EXERCISE:
If a line below contains the word "golden", count it. Please give the total and nothing else.

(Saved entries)
==============================

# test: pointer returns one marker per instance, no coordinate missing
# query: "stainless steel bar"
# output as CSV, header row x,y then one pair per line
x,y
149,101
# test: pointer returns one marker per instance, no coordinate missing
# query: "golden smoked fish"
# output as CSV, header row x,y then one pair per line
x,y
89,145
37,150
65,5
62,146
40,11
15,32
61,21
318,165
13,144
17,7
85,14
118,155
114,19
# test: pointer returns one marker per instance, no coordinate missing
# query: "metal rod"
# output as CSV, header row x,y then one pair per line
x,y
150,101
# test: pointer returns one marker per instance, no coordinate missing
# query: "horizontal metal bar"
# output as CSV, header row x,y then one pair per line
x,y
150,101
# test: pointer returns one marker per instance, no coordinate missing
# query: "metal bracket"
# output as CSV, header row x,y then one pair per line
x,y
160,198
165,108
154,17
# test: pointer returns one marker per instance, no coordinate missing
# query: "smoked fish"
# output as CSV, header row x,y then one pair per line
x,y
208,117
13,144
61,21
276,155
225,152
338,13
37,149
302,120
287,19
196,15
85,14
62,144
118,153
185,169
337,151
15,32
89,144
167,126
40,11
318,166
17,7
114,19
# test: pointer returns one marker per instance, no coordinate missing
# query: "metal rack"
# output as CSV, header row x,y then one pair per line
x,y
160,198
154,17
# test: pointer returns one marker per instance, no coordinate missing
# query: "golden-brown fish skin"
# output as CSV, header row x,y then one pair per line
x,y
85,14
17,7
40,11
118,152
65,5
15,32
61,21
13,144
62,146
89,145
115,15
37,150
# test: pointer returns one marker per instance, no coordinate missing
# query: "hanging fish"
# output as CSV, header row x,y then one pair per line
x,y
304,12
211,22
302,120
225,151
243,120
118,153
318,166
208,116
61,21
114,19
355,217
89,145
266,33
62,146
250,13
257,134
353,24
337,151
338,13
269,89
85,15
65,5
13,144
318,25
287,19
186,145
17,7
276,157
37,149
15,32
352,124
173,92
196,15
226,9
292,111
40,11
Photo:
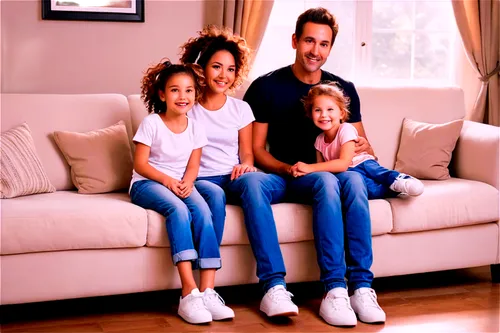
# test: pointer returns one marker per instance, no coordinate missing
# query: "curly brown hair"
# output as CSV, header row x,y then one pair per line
x,y
212,39
156,77
331,89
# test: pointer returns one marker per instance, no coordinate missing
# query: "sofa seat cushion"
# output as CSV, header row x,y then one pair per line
x,y
446,204
293,222
66,220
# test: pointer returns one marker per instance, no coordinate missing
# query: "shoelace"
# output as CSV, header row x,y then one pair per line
x,y
281,295
372,296
212,294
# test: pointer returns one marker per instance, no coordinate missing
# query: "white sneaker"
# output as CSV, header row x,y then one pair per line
x,y
215,304
364,303
336,309
278,302
193,310
407,185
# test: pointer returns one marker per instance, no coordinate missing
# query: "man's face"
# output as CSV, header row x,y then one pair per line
x,y
313,47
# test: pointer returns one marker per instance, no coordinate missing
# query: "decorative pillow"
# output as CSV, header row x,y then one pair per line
x,y
425,149
21,170
100,160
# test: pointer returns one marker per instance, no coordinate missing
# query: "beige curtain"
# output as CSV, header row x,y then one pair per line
x,y
479,25
248,18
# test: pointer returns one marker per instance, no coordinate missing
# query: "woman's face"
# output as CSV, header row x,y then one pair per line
x,y
220,72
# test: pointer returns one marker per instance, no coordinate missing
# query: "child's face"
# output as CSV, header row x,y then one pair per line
x,y
179,93
220,72
326,114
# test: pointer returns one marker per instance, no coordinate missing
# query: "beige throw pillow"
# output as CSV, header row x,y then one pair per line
x,y
425,149
21,170
100,160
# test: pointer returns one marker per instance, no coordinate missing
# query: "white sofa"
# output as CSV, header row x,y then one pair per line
x,y
67,245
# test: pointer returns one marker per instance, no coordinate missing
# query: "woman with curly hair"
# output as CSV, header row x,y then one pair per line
x,y
227,161
166,163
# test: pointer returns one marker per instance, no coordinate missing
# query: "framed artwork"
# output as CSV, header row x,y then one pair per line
x,y
93,10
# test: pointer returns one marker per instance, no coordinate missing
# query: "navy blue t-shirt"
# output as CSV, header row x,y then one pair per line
x,y
275,99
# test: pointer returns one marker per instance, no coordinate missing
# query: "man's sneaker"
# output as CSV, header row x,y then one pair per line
x,y
364,303
193,310
407,185
336,309
215,304
278,302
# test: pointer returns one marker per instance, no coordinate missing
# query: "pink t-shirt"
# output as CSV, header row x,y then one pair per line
x,y
331,151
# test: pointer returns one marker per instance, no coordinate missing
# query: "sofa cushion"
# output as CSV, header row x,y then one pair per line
x,y
100,160
446,204
425,149
22,172
66,220
293,221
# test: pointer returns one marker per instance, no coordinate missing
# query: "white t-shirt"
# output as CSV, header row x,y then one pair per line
x,y
220,155
331,151
170,152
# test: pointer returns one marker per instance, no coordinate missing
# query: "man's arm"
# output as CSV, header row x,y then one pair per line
x,y
263,158
362,144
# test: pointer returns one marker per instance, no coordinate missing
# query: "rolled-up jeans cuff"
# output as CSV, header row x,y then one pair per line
x,y
209,263
186,255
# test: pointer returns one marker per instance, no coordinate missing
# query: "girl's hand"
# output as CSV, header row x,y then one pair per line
x,y
185,188
300,169
240,169
173,185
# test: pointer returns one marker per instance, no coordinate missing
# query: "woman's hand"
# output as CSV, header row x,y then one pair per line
x,y
300,169
240,169
186,188
173,185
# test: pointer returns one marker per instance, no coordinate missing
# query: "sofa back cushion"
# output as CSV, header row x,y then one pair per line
x,y
383,111
46,113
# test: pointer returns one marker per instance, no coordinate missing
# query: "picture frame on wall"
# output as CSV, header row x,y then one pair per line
x,y
93,10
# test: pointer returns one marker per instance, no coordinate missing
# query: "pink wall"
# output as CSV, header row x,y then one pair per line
x,y
40,56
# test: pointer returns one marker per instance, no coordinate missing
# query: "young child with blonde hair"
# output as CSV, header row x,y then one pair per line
x,y
327,106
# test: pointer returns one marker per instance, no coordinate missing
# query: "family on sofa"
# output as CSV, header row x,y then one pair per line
x,y
217,146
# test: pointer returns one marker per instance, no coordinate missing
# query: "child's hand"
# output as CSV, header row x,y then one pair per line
x,y
185,188
173,185
240,169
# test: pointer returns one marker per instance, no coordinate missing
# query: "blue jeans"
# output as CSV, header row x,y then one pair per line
x,y
257,191
254,192
377,179
188,221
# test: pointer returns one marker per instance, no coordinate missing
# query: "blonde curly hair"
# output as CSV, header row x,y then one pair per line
x,y
199,50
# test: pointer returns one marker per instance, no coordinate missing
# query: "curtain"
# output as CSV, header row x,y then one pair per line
x,y
479,26
247,18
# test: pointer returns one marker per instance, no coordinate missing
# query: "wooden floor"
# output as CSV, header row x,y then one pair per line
x,y
452,301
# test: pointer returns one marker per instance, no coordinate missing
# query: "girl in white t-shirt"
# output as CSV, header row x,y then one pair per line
x,y
227,162
327,105
166,163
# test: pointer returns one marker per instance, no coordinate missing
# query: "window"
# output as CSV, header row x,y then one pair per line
x,y
379,41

==============================

EXERCISE ANSWER:
2